— Exercise objective —
Reproduce the stretch of the data from its first line through the line containing "positive clicks: (115, 194)".
□ □ □ □
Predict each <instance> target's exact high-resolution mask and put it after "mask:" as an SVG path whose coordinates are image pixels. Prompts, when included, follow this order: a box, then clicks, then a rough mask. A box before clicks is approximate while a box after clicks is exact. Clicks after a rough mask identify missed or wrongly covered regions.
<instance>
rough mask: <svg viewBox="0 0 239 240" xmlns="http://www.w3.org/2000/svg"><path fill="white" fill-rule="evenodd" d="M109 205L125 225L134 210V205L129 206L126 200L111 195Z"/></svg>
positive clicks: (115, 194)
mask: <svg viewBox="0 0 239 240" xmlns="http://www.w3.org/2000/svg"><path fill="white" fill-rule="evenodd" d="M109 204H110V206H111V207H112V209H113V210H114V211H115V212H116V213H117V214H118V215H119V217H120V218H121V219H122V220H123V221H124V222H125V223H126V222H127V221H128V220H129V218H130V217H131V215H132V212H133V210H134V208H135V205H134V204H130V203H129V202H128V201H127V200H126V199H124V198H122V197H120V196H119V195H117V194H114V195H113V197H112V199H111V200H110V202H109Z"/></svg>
□ □ □ □
— Exercise answer —
Predict each <instance> target's exact high-resolution mask and put it after "mask:" as an SVG path whose coordinates are image pixels. Prompts, when included, follow this order: a box, then clicks, then a rough mask. A box before clicks is approximate while a box after clicks is exact. Clicks after a rough mask identify missed or wrongly covered regions.
<instance>
rough mask: <svg viewBox="0 0 239 240" xmlns="http://www.w3.org/2000/svg"><path fill="white" fill-rule="evenodd" d="M109 205L125 225L134 210V205L129 206L126 200L111 195Z"/></svg>
positive clicks: (115, 194)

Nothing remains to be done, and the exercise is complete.